> [Work required]
Among the records below, one line contains "I'd appreciate your help finding the dark"; copy that line and all that follow it, exactly as written.

[Stored data]
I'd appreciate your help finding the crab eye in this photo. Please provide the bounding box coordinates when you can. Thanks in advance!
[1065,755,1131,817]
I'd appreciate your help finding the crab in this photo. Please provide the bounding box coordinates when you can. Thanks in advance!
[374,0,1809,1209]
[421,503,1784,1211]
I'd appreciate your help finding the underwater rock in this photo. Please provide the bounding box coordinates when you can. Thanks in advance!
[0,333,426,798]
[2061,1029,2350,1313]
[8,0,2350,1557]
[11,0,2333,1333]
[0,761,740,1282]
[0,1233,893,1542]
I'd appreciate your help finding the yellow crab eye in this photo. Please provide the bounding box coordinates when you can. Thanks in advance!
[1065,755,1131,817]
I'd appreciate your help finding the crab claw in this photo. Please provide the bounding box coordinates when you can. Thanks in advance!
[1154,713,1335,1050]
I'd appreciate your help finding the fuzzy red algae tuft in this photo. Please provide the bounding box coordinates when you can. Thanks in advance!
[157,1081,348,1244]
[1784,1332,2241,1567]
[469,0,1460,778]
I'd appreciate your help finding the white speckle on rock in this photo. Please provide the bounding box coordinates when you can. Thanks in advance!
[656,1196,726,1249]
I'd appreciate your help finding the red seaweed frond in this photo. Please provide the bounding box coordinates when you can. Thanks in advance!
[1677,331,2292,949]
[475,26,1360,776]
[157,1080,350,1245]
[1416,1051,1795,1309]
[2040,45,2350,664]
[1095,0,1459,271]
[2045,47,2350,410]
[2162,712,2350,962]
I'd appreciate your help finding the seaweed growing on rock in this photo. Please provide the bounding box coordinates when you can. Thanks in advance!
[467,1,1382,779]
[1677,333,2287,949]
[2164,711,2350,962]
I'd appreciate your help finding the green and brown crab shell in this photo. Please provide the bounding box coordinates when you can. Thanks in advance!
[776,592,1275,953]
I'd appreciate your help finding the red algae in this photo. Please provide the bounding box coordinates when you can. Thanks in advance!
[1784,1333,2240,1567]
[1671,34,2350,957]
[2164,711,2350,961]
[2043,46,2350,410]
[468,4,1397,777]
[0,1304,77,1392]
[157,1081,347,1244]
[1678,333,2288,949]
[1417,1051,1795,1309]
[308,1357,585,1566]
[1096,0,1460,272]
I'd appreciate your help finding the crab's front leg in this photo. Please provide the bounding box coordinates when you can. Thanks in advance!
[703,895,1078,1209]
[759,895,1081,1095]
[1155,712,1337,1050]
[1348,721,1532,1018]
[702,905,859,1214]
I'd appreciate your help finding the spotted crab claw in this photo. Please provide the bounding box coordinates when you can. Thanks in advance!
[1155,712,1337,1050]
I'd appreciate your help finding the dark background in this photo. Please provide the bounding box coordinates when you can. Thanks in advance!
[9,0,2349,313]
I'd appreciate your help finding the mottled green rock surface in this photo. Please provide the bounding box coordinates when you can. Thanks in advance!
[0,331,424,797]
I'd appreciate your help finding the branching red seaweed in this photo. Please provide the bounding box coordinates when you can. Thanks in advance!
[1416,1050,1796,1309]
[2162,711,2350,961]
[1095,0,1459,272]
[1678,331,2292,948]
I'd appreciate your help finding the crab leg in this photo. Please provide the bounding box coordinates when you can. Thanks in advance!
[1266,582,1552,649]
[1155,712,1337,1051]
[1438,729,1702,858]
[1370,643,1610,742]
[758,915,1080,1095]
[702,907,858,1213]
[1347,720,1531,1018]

> [Exercise result]
I'd appreciate your help finding the dark background in this photo. Please provide the bounding box coordinates when you can. Thanks in advance!
[9,0,2349,313]
I'd appreciate your help finding the mottled green rock surface in this photo. Please provide the bounding box coordinates when you can. Thanks in advance!
[0,331,424,797]
I'd appreciate your help finding the branching red seaweed in this photo. Please provide the bounding box coordinates when you can. Thanks in advance!
[1416,1050,1796,1309]
[2162,711,2350,961]
[1095,0,1459,272]
[1678,331,2292,948]
I'd appreciate your help finding the crab leg in this photo. Please provide the bounding box coordinates when you can. Thanks in advance!
[1266,582,1552,649]
[1155,712,1337,1051]
[1438,729,1702,858]
[1370,643,1610,742]
[758,915,1080,1095]
[702,907,858,1213]
[1347,720,1531,1018]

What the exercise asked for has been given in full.